# Looking for a Tamil Language Tutor



## The Blue Lotus (Mar 7, 2012)

Ok I really hate to admit this but, I'm totaly incapable of communicating with my in laws! 
I don't understand their language at all. 
A few words here and there sure but that is about it. I can't ask them how they are feeling, if they need anything, heck they could call me names to my face and I'd never know the dif! 
This must be corrected to that end here I ask, anyone know of a Tamil language tutor, or anything that might help?
I tried rosetta stone but.... they don't have Tamil, tried pimslar too, nada. 
I don't care to learn to read and write in this language at least not ATM, but I DO need to learn to speak it and understand it. I always feel badly when Hubby has to play translator for his parents and I. 
Thanks in advance. 
~BL~


----------



## Philip Overby (Mar 7, 2012)

Well, I can't tutor you, but I found this website that looks like it has some good stuff.

Web Site for Learning and Teaching Tamil

Also, have you tried Live Mocha?  It's a website that has language exchange partners and activities on there and they may have native Tamil speakers.    

I know exactly how you feel by the way.  My Japanese isn't very good so I can't talk to my mother-in-law or sister-in-law because they can't speak much English.  So my wife always has to translate what I say which can be bothersome.  However, my wife, although pretty much fluent, has problems with slang, so sometimes when my family talks to her she has no idea what they're talking about, so we're even.


----------

_Short task 1_.
Translate the sentence "I don't understand their language at all." from the Tamil tutor thread into French.
_Short task 2_.
From the Tamil tutor thread, extract unchanged the part that opens with the words containing "I don't care" and closes with "Thanks in advance.".

_Items_.
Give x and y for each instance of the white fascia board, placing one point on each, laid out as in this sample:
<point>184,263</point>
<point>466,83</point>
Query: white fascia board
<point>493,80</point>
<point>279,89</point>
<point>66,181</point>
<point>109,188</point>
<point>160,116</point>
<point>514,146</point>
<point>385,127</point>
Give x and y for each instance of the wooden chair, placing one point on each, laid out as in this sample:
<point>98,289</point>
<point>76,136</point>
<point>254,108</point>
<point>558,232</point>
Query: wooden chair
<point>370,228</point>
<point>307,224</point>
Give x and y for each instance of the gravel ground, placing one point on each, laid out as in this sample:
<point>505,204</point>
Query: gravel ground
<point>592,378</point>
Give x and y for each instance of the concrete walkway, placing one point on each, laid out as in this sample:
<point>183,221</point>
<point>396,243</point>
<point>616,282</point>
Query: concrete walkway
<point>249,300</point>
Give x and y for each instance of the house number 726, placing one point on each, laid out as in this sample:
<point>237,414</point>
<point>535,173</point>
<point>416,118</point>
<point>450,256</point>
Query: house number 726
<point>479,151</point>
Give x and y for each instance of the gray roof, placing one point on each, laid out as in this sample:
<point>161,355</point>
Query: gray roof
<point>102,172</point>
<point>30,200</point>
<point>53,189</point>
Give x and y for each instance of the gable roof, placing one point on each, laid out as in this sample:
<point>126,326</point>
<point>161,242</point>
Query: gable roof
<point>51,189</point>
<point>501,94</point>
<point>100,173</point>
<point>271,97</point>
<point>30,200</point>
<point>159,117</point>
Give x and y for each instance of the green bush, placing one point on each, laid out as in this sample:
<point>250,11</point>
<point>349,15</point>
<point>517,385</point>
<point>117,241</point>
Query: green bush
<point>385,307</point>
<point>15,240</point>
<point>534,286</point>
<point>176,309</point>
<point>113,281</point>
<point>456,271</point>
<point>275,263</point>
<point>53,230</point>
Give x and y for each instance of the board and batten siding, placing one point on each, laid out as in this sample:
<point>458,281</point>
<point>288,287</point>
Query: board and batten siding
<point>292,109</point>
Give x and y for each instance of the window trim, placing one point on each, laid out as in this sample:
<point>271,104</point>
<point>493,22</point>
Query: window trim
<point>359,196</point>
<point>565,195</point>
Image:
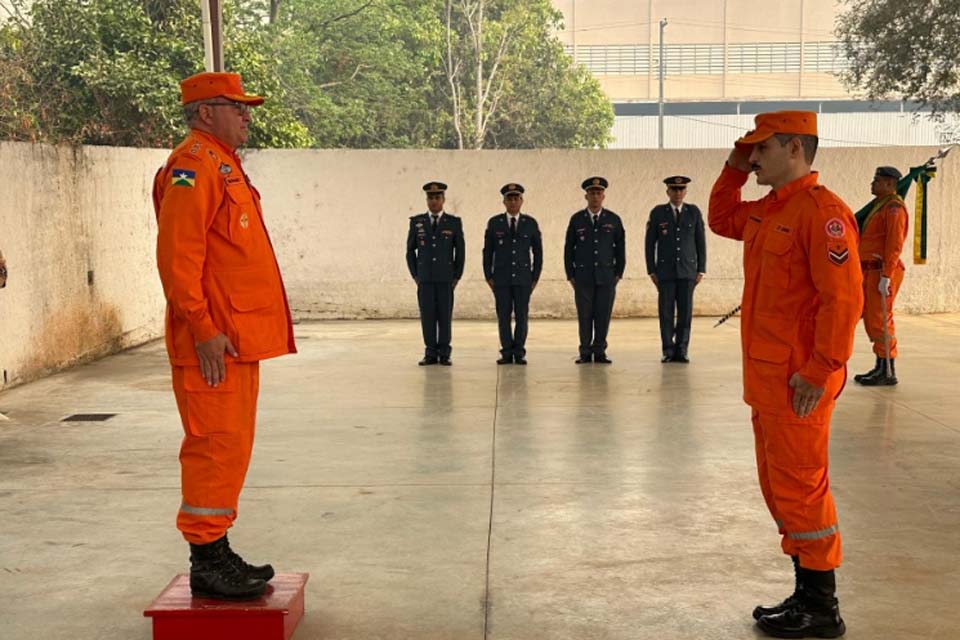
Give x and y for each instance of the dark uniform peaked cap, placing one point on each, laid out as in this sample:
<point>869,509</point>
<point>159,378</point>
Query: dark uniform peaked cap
<point>435,187</point>
<point>595,182</point>
<point>888,172</point>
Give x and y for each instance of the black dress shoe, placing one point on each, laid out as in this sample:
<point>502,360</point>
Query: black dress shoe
<point>804,620</point>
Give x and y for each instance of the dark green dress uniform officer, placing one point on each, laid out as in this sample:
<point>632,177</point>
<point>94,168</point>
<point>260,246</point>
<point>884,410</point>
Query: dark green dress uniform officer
<point>676,251</point>
<point>435,257</point>
<point>512,262</point>
<point>594,257</point>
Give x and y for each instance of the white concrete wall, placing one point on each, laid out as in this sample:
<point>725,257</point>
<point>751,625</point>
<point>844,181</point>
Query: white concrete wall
<point>339,222</point>
<point>66,212</point>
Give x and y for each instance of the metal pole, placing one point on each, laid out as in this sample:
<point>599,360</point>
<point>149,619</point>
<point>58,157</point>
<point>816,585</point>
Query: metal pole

_Correct response 1_.
Je ne comprends pas du tout leur langue.

_Correct response 2_.
I don't care to learn to read and write in this language at least not ATM, but I DO need to learn to speak it and understand it. I always feel badly when Hubby has to play translator for his parents and I. 
Thanks in advance.